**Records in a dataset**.
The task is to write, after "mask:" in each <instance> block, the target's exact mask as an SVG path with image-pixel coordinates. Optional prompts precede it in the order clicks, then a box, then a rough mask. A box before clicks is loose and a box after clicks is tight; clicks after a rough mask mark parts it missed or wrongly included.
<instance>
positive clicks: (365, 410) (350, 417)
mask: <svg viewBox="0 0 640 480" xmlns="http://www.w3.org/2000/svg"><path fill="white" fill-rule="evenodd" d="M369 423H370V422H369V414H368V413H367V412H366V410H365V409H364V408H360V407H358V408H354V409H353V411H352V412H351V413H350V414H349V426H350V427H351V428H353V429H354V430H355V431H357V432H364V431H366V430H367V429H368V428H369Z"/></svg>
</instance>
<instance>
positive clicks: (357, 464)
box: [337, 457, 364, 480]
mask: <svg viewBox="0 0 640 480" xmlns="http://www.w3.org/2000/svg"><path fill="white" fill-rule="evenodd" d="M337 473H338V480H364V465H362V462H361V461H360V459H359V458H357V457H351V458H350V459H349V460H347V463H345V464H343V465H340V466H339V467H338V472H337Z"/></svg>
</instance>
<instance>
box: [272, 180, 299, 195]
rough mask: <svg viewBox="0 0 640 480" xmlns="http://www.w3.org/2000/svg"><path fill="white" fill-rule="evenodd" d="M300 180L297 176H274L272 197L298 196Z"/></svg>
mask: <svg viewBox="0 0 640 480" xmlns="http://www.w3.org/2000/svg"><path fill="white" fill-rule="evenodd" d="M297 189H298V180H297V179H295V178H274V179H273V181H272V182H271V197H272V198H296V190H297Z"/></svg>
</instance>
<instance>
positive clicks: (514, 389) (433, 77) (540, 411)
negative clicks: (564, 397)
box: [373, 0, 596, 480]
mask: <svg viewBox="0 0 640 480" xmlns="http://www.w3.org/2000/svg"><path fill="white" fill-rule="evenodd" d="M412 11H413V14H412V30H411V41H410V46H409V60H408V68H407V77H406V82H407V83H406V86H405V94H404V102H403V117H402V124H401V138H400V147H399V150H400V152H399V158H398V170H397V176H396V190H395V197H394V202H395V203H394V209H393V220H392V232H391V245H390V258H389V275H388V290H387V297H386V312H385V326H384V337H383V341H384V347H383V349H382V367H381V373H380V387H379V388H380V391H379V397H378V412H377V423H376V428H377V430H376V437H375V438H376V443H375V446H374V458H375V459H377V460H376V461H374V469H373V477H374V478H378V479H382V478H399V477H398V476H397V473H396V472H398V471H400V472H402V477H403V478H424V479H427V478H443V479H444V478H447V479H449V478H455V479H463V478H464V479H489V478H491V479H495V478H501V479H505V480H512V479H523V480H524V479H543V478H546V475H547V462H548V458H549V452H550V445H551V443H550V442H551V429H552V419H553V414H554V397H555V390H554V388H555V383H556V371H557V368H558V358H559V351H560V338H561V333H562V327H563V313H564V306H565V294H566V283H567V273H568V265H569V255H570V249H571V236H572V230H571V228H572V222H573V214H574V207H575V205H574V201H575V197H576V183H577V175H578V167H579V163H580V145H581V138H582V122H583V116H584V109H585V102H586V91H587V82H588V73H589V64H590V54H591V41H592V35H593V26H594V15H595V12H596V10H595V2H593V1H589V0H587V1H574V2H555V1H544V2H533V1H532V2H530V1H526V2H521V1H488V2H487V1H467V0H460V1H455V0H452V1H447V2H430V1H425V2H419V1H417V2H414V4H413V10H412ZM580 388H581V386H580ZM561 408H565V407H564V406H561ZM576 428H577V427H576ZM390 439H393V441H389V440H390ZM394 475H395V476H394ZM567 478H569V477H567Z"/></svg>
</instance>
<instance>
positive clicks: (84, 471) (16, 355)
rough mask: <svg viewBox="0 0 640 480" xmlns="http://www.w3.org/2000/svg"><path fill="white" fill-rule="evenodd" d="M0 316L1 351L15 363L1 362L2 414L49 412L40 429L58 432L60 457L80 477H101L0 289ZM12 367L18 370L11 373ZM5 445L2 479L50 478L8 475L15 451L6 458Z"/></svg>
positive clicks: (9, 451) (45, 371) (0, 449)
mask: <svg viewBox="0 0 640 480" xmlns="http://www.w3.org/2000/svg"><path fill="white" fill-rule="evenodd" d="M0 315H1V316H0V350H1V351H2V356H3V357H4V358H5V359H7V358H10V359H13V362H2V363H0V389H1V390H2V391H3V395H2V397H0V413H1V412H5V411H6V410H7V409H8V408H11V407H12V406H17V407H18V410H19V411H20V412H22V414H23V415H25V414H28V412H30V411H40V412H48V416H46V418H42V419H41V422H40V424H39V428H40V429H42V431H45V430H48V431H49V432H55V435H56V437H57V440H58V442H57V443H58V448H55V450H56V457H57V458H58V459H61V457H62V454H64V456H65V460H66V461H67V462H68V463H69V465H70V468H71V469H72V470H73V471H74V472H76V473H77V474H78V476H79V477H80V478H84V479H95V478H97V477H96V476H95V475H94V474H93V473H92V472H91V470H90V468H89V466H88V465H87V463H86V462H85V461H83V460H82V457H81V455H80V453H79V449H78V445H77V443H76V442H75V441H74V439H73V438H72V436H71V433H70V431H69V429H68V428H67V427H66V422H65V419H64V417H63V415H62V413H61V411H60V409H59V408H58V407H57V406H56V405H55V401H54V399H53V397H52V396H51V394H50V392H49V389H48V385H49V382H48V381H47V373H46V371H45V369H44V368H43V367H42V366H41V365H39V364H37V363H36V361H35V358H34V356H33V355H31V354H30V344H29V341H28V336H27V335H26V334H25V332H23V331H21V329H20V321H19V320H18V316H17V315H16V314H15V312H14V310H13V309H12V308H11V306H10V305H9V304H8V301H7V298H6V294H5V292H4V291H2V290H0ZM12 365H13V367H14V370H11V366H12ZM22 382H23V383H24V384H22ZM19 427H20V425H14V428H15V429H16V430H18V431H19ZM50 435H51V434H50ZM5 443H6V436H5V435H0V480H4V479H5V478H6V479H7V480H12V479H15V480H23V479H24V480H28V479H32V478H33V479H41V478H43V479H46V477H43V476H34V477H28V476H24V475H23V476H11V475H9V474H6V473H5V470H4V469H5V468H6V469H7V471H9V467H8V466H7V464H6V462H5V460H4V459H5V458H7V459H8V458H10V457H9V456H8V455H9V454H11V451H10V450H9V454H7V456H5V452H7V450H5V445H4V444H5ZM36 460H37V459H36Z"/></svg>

**YOUR TASK**.
Output verbatim the stretch of lines from the start of the records through the line containing "positive clicks: (365, 410) (350, 417)", inclusive.

**RESULT FOR THIS TASK**.
The task is to write, after "mask:" in each <instance> block, the target's exact mask as an SVG path with image-pixel coordinates. Optional prompts precede it in the order clicks, then a box, then a rough mask. A box before clicks is loose and a box after clicks is tight; clicks after a rough mask mark parts it missed or wrongly included.
<instance>
positive clicks: (365, 410) (350, 417)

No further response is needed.